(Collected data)
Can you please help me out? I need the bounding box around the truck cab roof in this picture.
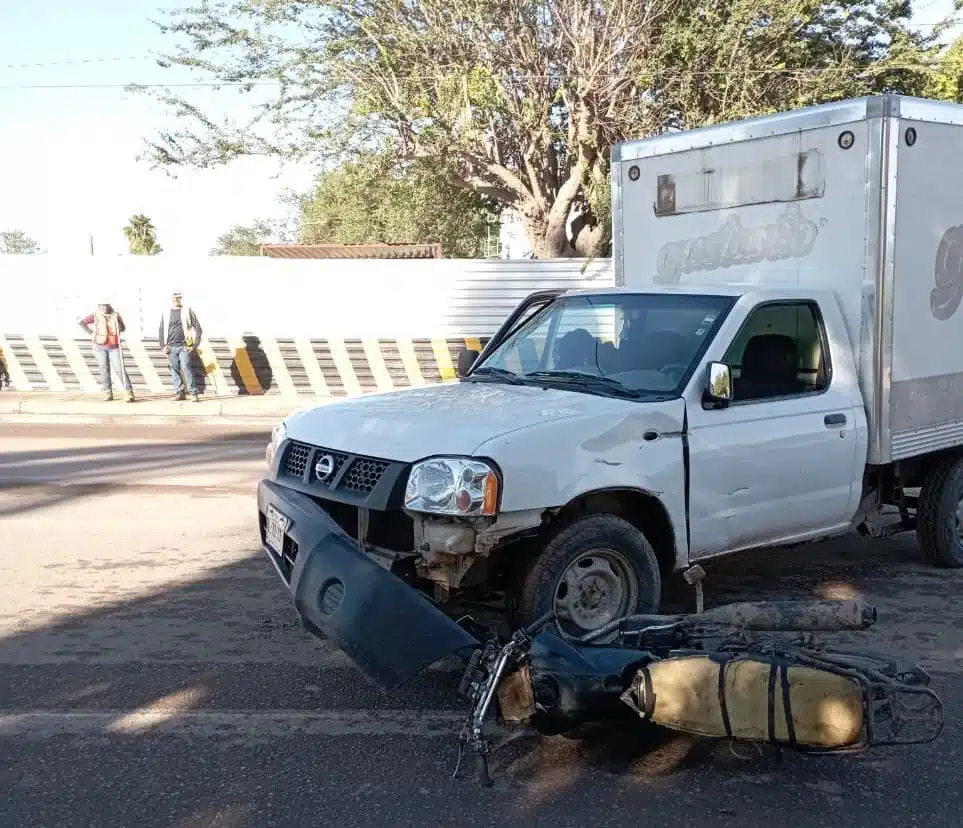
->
[559,283,841,304]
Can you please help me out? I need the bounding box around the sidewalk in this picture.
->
[0,391,319,426]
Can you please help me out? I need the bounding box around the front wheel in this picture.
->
[507,514,662,637]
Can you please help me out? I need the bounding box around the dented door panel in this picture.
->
[475,399,689,567]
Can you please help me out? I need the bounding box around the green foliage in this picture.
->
[148,1,958,257]
[210,220,277,255]
[0,229,42,254]
[298,153,499,257]
[926,36,963,102]
[123,214,163,255]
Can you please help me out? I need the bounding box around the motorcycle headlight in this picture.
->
[266,421,286,467]
[404,457,499,517]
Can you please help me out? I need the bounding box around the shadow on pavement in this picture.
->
[1,506,962,825]
[0,434,270,508]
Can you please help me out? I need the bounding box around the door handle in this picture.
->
[824,413,847,427]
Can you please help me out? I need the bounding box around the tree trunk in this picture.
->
[520,201,577,258]
[570,211,611,258]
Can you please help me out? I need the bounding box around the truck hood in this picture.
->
[283,381,645,462]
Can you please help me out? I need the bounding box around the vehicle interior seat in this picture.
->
[736,334,802,400]
[616,329,692,373]
[554,328,598,370]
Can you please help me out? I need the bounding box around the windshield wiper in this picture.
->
[522,371,643,399]
[466,366,525,384]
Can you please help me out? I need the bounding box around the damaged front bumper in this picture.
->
[257,479,481,690]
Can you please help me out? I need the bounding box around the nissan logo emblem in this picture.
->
[315,454,335,481]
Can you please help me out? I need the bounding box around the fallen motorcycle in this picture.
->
[262,528,943,787]
[452,598,944,786]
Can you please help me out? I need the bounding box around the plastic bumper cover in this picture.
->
[257,479,480,690]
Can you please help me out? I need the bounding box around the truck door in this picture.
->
[685,299,862,557]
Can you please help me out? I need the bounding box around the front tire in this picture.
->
[507,514,662,636]
[917,454,963,568]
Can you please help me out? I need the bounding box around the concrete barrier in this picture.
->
[0,333,492,396]
[0,255,616,395]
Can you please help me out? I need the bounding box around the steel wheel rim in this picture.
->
[553,547,638,633]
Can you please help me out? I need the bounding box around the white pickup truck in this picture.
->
[258,95,963,678]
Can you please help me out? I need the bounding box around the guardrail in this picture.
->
[0,334,492,396]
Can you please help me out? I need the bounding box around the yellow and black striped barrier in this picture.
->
[0,334,491,396]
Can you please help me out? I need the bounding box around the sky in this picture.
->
[0,0,959,257]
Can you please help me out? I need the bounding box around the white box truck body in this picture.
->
[612,94,963,466]
[257,96,963,674]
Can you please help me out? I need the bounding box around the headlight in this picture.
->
[266,421,286,467]
[404,457,499,517]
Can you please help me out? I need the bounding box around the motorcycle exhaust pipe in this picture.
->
[690,599,877,632]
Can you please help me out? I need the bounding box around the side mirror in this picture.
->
[704,361,733,407]
[457,348,480,378]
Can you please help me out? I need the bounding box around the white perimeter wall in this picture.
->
[0,255,615,339]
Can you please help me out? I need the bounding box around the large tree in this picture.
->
[0,229,42,254]
[298,152,499,257]
[145,0,950,258]
[123,214,163,255]
[210,219,277,255]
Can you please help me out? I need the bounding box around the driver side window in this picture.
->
[722,301,830,402]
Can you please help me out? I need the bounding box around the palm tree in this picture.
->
[123,214,163,255]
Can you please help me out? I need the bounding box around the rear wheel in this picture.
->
[917,454,963,568]
[507,514,662,636]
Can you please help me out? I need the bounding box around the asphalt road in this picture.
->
[1,422,961,827]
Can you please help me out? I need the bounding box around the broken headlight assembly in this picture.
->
[404,457,499,517]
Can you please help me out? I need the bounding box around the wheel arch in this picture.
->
[550,486,680,579]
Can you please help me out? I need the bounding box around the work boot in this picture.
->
[103,390,113,402]
[125,390,135,403]
[174,391,186,401]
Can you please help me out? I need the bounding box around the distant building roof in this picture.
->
[259,243,443,260]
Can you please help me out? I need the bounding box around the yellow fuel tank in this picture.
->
[632,655,865,748]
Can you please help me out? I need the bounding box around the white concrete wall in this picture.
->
[0,255,614,339]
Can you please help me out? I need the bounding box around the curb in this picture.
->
[0,413,283,427]
[0,397,299,426]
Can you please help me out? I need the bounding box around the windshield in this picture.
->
[470,292,735,397]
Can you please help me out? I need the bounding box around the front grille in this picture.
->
[280,441,393,497]
[343,458,390,494]
[284,443,311,478]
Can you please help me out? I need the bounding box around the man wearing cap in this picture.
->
[158,290,203,402]
[78,301,135,402]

▶ [Work to complete]: Each entry must be set down word for word; no image may be carried over.

▶ [Answer box]:
Can you please help me out? I need the bounding box around the truck cab roof in this picture.
->
[559,283,841,304]
Can you please help me out? I need the bounding box around the sidewalk in this picture.
->
[0,391,319,426]
Can you please help me out? I need the bounding box around the front wheel in this picture.
->
[507,514,662,637]
Can you please help me out? I need the bounding box around the dented door panel in this picture.
->
[475,399,689,567]
Can you please help me out? I need the bounding box around the green foliage in this picture.
->
[148,1,958,257]
[210,220,277,255]
[0,229,42,254]
[298,153,499,257]
[926,36,963,102]
[123,214,163,255]
Can you please help me out? I need the bounding box around the motorcycle headlight in this picture.
->
[266,421,286,467]
[404,457,499,517]
Can you please help me out? I need the bounding box around the shadow on pavement in this picture.
->
[1,506,962,825]
[0,434,270,508]
Can you please help me out? I need the bounding box around the door handle in this picture.
->
[824,413,847,427]
Can you please help me out? I need the bounding box around the tree trunk in this picture.
->
[520,201,577,258]
[570,211,611,258]
Can you please help me out? I need the bounding box around the truck hood in this picture.
->
[283,381,645,462]
Can you please help me out? I need the bounding box around the vehicle interior seat in this picture.
->
[736,334,802,400]
[616,329,692,373]
[554,328,598,370]
Can you please help me out? I need the bounding box around the windshield wiper in this picture.
->
[522,371,643,399]
[466,366,525,384]
Can you please help me out? I need the bounding box around the damaged front bumper in this picture.
->
[257,479,481,690]
Can you please help me out? I need the bounding box around the nissan logo emblem in this picture.
->
[315,454,335,481]
Can you please help me out? I need the bounding box around the fallen motorcycle in this picture.
->
[262,528,943,787]
[452,598,944,786]
Can you please help me out? I need the bounding box around the plastic bumper cover in this picture.
->
[257,479,480,690]
Can you please help me out? I need the bounding box around the truck door in this picture.
->
[685,299,862,557]
Can you please help me out? I need the bounding box around the front tire in this picture.
->
[507,514,662,636]
[917,454,963,568]
Can you please help me out? I need the bounding box around the concrete barrier in this picture.
->
[0,333,492,396]
[0,255,616,395]
Can you please help me out? I need the bounding box around the steel wheel rim in this picture.
->
[553,547,638,633]
Can you please help me out? I need the bounding box around the white pickup truck in this picture.
->
[258,95,963,678]
Can you please help me out? I need the bounding box around the guardrail in this picture.
->
[0,334,492,396]
Can you please help me out? I need the bounding box around the yellow and black striped barrier in this picture.
->
[0,334,491,396]
Can you please help me out? I need the bounding box around the sky in this picture.
->
[0,0,959,257]
Can you please help me out? I need the bounding box around the white box truck body in this picture.
->
[612,94,963,466]
[257,96,963,674]
Can you please help me out? I need the bounding box around the headlight in this picture.
->
[266,421,286,467]
[404,457,499,517]
Can you please help me out? I need the bounding box around the motorcycle exhaust pipe in this picture.
->
[690,599,877,632]
Can you please help me out? I need the bounding box around the side mirror in this picture.
->
[704,361,733,407]
[457,348,480,378]
Can you please help me out? I need the bounding box around the white perimeter wall in this picture.
->
[0,255,615,339]
Can you please help me out? I need the bounding box around the large tree in this picture.
->
[0,229,42,254]
[298,152,499,257]
[145,0,950,258]
[123,214,163,255]
[210,219,277,255]
Can you please help me out? I need the bounding box around the driver side window in this picture.
->
[722,301,830,402]
Can you please help me out? I need the bounding box around the palm tree in this picture.
->
[123,214,163,255]
Can you please help me out? I need the bounding box around the rear wheel in this picture.
->
[917,454,963,568]
[507,514,662,636]
Can you please help me out? I need the bounding box around the asphalt road in this picture.
->
[1,422,961,827]
Can you please help me out? I need the bounding box around the broken headlight assembly in this picture.
->
[404,457,499,517]
Can you please help me out? I need the bounding box around the wheel arch in this picture.
->
[550,486,680,579]
Can you please help me out? I need the bounding box around the work boot in this picture.
->
[103,390,113,402]
[125,390,135,403]
[174,391,186,401]
Can you please help me out? I need the bounding box around the distant building roof in this picture.
->
[259,243,443,260]
Can you please help me out? I need the bounding box around the yellow fuel tank in this picture.
->
[632,655,865,748]
Can you please help me out? I need the bounding box around the white concrete wall in this picture.
->
[0,255,614,339]
Can you please help me out? I need the bounding box around the curb in this picture.
->
[0,413,283,427]
[0,397,299,426]
Can you please help me out? I need the bounding box around the windshield in this picture.
->
[470,292,735,397]
Can you please help me out? I need the bounding box around the front grille in this picture.
->
[280,441,393,497]
[343,458,390,494]
[284,443,311,478]
Can you please help me out? I need the bounding box around the man wearing cap in this picture.
->
[158,290,203,402]
[78,301,135,402]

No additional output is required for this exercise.